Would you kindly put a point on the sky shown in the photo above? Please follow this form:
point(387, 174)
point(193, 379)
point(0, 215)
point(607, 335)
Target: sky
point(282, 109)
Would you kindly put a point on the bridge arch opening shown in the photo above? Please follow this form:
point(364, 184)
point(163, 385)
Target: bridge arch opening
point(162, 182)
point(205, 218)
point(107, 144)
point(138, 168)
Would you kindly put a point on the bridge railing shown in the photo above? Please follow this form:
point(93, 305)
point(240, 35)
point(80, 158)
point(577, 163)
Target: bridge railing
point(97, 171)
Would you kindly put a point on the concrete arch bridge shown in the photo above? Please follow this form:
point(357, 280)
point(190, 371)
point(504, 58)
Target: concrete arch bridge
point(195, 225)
+---+
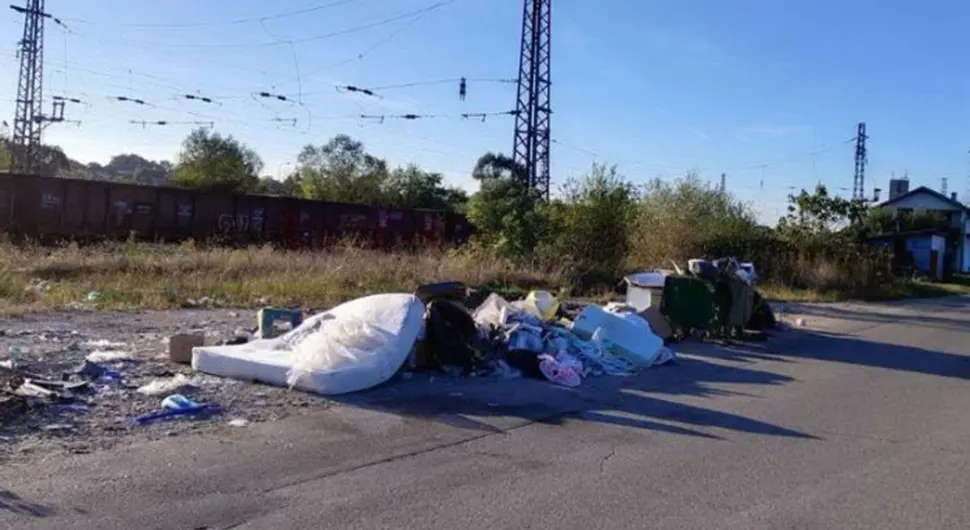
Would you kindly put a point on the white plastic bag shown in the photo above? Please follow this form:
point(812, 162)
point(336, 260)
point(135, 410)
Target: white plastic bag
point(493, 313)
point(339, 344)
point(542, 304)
+---+
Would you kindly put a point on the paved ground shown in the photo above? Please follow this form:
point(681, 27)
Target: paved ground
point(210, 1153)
+---+
[Given request]: Could you give the lines of the material starting at the one containing "Would you kindly put a point on the sky" and ending at the one containing "point(97, 171)" again, swapping every "Target" for "Goal" and leaving everything else unchanged?

[Answer to the problem]:
Would you kindly put a point on the sky shown in the photo above? Please follow this form:
point(387, 174)
point(193, 379)
point(0, 215)
point(607, 335)
Goal: sky
point(282, 109)
Would you kindly put a point on the bridge arch opening shown in the photo above? Please follow this form:
point(364, 184)
point(163, 385)
Goal: bridge arch opening
point(162, 182)
point(205, 218)
point(107, 144)
point(138, 168)
Would you kindly put a point on the bridge railing shown in the photo above? Please follow this form:
point(93, 305)
point(240, 35)
point(80, 158)
point(577, 163)
Goal: bridge railing
point(97, 171)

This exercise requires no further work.